- Document section
============================================================
2

Given a self-balancing binary search tree of size $n$, I want to perform the following operations:

  1. InsertInOrderSequentialBatch an ordered sequence of $k$ values (specialized $k \in \{2, 3, 4\}$ or generalized $k \in N $) which are guaranteed to be sequential in an in-order tree traversal immediately after insertion.

    • For example, insert $[310, 320, 330, 340]$ into a balanced tree containing $[100, 200, 500]$.

    • Future insertions might still be between the inserted nodes' values.

  2. DeleteRange all of $k$ nodes (likewise specialized or generalized) between 2 values in the BST.

For both operations, I want the tree to remain balanced.

With a Red-Black or AVL tree, I can achieve both operations through a sequence of $k$ insertions/deletions in $\mathcal{O}(k \log n)$, but wonder if a data structure (e.g. AVL/RB tree variant) could achieve $\mathcal{O}(\log n + k \log k)$ time for a real-world performance gain (e.g. traverse tree for insertion point, insert balanced tree into insertion point, perform one auto-balance pass)?

My needs are less theoretical and more in terms of wall-time & memory pressure for an implementation of Fortune's Algorithm - an algorithm with high constant-time multipliers is unfortunately not useful. My insertion sequence is biased & frequently multimodal (modes not known prior) with long streaks of insertions/deletions within modes. My tree size is anywhere from 100 to 3000 nodes.

Warty
  • 141
  • 4

2 Answers2

2

This can be solved with split and join operations, both achievable in $\mathcal{O}(\log n)$ for Red-Black and AVL trees.

For Red-Black Trees this is doable either leveraging finger trees or via extending a regular Red-Black Tree as in Ron Wein's "Efficient Implementation of Red-Black Trees with Split and Catenate Operations" implemented in CGAL with criticisms mentioned in https://stackoverflow.com/questions/29029894/red-black-tree-split-concatenate-in-logn-time (Tarjan might have a better paper).

For AVL trees this is doable according to Ramzi Fadel and Kim Vagn Jakobsen's "Data structures and algorithms in a two-level memory".

InsertInOrderSequentialBatch is expressable as a split followed by 2 joins. DeleteRange is 2 splits followed by 1 join.

Warty
  • 141
  • 4
0

Red-Black tree insertion requires an amortized O(1) recolorings and rotations; if you know where to insert, doing so and rebalancing is O(1). Therefore multi-insertion can be achieved via a single O(logN) search followed by k amortized O(1) insert-successor-and-rebalance operations, since it is possible to implement insert-successor-and-rebalance such that the new node's Black Height is always <= 2, which bounds the next search to a constant time.

Alternatively, but more complex, if blackHeight(treeN) > blackHeight(treeK), insertion can be done in log(n/k)+k time: treeify k values, then insert the tree k into tree n at a leaf and "pull" it upward to maintain black height invariants. This is very similar to implementing a split-join.

For my personal code, I'm doing the O(logN + k) approach first described if k's tree is smaller in black height than N's. Otherwise, I suspect that past some threshold the split-join approach is going to be faster.

Warty
  • 141
  • 4
============================================================
- Dataset records
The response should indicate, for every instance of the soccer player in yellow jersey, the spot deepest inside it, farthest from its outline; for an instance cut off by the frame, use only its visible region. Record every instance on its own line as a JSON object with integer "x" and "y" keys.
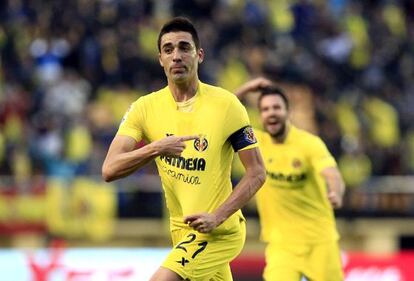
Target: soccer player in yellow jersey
{"x": 295, "y": 204}
{"x": 192, "y": 130}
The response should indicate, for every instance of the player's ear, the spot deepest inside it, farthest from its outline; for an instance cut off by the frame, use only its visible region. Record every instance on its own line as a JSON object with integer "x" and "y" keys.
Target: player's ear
{"x": 200, "y": 54}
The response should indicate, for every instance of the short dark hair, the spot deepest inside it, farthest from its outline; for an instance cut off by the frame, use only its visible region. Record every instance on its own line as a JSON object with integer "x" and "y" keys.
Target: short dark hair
{"x": 273, "y": 90}
{"x": 179, "y": 24}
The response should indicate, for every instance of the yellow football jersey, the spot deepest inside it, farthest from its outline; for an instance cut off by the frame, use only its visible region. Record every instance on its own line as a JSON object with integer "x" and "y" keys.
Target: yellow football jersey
{"x": 198, "y": 180}
{"x": 293, "y": 204}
============================================================
- Exercise set
1. What tree size does the asker in the forum thread on batch operations in balanced trees report working with?
2. Count the lines of the entries that contain the word "dark", and reply with the number only.
The forum thread and the entries are unrelated material.

- Exercise responses
1. Anywhere from 100 to 3000 nodes.

2. 2